** INFORMATION GIVEN **

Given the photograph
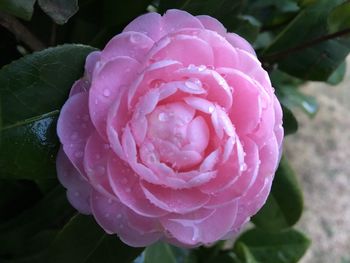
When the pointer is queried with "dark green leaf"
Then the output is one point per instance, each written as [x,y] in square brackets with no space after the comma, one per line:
[122,12]
[339,18]
[33,89]
[20,8]
[59,10]
[217,8]
[290,96]
[46,214]
[282,247]
[83,240]
[290,123]
[303,53]
[284,205]
[338,75]
[244,253]
[159,252]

** EXERCISE OBJECTIVE **
The answer should consist of every line above, exact and free of images.

** EXERCISE ANSWER **
Given the photograph
When the pointer is queried with "dark green leaf"
Then the output is one point per instance, each written as [x,y] in square brackets with no space after the comma, one per line:
[122,12]
[339,18]
[33,89]
[20,8]
[59,10]
[217,8]
[290,96]
[46,214]
[282,247]
[83,240]
[290,123]
[303,53]
[284,205]
[338,75]
[244,253]
[159,252]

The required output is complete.